__Provided passage__
Just down the road from the primary school in Wimbledon, both Andy and Jamie Murray have been taking part in The Championships. They were both pupils at Dunblane Primary School in 1996 when the massacre happened. The Conservative Government banned hand guns a year later - an action for which they are rightly commended, and we have not seen a similar incident since. A similar response is needed here.
My children are 10 and 7 years old, and attend St Barnabas CE Primary School, on Green Lane in Worcester. As you have visited the school multiple times over the years, I am sure you aware that one of the school’s lovely outdoor spaces, where children regularly play, is bordered by Green Lane. The possibility of a similar tragedy being visited upon local children, parents and staff should be plain for all to see.

__Dataset content__
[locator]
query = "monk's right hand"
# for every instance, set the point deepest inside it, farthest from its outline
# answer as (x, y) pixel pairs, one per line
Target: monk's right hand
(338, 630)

__Tasks__
1. Retype the Dunblane passage between "My children are" and "all to see.", inclusive.
2. Using the Dunblane passage, explain in one to three sentences why the writer says the possibility of a similar tragedy at St Barnabas CE Primary School should be plain to see.
3. According to the Dunblane passage, which school were Andy and Jamie Murray attending in 1996?

__Expected answers__
1.
My children are 10 and 7 years old, and attend St Barnabas CE Primary School, on Green Lane in Worcester. As you have visited the school multiple times over the years, I am sure you aware that one of the school’s lovely outdoor spaces, where children regularly play, is bordered by Green Lane. The possibility of a similar tragedy being visited upon local children, parents and staff should be plain for all to see.

2. One of the school's outdoor spaces, where children regularly play, is bordered by Green Lane. The writer points to this to show that local children, parents and staff could face a similar tragedy.

3. Dunblane Primary School.